----- SUPPLIED ENTRIES

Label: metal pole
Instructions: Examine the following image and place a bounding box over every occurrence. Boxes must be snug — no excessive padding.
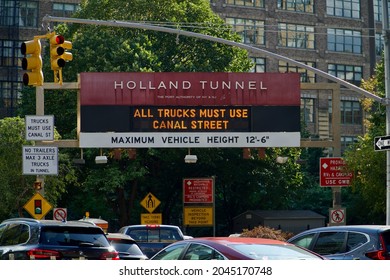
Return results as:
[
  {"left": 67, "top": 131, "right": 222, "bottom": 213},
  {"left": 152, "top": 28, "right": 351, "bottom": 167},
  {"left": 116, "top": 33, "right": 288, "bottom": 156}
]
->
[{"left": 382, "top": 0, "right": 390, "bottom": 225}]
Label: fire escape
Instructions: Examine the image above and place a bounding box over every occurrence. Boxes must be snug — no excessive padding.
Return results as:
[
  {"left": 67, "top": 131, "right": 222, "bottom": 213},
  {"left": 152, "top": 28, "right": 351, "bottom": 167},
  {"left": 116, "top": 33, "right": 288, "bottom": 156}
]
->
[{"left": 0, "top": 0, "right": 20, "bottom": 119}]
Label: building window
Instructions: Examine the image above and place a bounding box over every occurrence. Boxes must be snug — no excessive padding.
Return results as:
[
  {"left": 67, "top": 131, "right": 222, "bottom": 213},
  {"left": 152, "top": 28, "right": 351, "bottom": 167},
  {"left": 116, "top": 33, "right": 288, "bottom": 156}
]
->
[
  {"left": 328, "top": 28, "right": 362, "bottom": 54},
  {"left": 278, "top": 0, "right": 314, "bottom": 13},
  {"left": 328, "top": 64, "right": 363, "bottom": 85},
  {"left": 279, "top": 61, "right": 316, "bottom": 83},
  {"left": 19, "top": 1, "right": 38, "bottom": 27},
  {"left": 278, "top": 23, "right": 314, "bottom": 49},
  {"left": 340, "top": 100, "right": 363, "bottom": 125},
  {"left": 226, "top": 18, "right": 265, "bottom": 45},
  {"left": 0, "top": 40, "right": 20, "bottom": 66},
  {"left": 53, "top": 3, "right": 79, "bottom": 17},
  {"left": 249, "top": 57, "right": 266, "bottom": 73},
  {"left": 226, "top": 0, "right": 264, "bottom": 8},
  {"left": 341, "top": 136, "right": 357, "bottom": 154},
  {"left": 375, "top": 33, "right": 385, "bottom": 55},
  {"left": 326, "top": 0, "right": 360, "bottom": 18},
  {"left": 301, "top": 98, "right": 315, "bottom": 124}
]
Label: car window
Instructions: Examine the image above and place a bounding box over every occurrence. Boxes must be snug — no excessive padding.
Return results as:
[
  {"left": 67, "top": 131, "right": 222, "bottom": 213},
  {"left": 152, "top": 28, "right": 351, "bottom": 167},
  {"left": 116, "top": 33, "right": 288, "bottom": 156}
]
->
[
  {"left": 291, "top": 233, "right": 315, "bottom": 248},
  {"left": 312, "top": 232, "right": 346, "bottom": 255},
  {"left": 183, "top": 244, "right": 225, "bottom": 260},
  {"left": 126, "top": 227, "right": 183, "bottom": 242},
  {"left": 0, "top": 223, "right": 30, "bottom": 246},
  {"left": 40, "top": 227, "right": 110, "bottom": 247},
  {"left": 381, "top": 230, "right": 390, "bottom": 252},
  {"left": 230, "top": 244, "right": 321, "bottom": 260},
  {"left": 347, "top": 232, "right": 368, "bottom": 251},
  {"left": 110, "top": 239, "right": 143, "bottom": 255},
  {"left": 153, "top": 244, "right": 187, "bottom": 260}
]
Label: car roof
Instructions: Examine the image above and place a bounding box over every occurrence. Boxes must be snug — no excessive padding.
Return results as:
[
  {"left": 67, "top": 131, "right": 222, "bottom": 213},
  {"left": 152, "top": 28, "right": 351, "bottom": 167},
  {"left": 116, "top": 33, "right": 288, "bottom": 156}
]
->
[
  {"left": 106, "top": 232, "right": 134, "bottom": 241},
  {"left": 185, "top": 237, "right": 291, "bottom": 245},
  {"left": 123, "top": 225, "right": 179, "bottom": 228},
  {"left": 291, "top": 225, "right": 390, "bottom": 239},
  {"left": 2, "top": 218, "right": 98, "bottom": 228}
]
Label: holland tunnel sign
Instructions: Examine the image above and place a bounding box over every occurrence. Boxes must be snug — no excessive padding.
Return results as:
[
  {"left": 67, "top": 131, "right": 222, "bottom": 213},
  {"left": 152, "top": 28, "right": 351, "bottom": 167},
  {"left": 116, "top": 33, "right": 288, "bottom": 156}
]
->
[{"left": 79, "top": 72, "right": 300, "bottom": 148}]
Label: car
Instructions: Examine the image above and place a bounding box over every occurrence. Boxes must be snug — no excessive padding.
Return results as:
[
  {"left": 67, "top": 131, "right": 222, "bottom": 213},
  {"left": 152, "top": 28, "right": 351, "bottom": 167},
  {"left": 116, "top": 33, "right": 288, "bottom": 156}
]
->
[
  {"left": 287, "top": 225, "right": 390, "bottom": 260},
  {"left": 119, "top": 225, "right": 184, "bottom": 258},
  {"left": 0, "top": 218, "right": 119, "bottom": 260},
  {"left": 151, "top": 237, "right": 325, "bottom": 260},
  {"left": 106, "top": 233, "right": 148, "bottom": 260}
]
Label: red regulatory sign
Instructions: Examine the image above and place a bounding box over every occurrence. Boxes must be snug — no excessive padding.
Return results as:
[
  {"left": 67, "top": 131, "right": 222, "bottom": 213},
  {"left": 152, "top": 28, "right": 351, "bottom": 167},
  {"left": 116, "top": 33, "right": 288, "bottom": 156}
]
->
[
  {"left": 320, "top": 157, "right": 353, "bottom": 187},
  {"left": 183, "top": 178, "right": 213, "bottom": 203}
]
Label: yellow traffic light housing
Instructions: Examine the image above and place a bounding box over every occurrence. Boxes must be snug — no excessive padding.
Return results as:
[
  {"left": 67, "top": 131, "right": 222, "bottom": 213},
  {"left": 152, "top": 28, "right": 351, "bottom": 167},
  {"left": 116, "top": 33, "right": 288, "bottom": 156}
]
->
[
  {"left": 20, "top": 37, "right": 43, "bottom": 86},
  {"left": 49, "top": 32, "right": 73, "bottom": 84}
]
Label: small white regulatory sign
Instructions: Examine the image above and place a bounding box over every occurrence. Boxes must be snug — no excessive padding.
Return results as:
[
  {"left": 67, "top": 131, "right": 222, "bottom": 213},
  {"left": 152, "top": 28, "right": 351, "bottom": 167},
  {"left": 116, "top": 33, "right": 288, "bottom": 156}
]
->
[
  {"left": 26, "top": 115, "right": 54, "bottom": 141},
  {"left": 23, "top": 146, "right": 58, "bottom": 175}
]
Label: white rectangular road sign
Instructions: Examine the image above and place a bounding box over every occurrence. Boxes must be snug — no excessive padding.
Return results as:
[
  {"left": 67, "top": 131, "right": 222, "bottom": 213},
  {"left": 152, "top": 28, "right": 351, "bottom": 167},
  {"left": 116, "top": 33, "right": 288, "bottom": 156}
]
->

----------

WHAT TO DO:
Please retype, exactly as written, every line from the line containing "Label: red regulatory sign" through the last line of the records above, including both of those lines, and nothing else.

THE RESULT:
Label: red regulatory sign
Instructions: Examine the image above and place a bounding box over every occurrence. Boxes must be snug — no excessive padding.
Return results as:
[
  {"left": 67, "top": 131, "right": 222, "bottom": 213},
  {"left": 152, "top": 28, "right": 351, "bottom": 167},
  {"left": 116, "top": 33, "right": 288, "bottom": 156}
]
->
[
  {"left": 320, "top": 157, "right": 353, "bottom": 187},
  {"left": 183, "top": 178, "right": 213, "bottom": 203}
]
Label: yellow traffic light housing
Instructions: Examine the image above and place a bounding box over every occurrence. Boxes must be snug — no excessive padding.
Return results as:
[
  {"left": 67, "top": 131, "right": 222, "bottom": 213},
  {"left": 152, "top": 28, "right": 351, "bottom": 167},
  {"left": 116, "top": 33, "right": 288, "bottom": 156}
]
->
[
  {"left": 20, "top": 37, "right": 43, "bottom": 86},
  {"left": 49, "top": 32, "right": 73, "bottom": 84}
]
Label: small white regulatory sign
Instructions: Examine the image above and place a bounding box over every occurrence. Boxes must be snug — no excessive padding.
Return results as:
[
  {"left": 67, "top": 131, "right": 222, "bottom": 213},
  {"left": 152, "top": 28, "right": 351, "bottom": 167},
  {"left": 116, "top": 33, "right": 288, "bottom": 156}
]
->
[
  {"left": 26, "top": 115, "right": 54, "bottom": 141},
  {"left": 23, "top": 146, "right": 58, "bottom": 175}
]
Label: white rectangular road sign
Instructions: Examine the image above and place a bounding box over every occurrence. Boxes must be snug — no excessive padding.
Return results as:
[
  {"left": 67, "top": 131, "right": 222, "bottom": 213},
  {"left": 152, "top": 28, "right": 351, "bottom": 167},
  {"left": 116, "top": 33, "right": 288, "bottom": 156}
]
->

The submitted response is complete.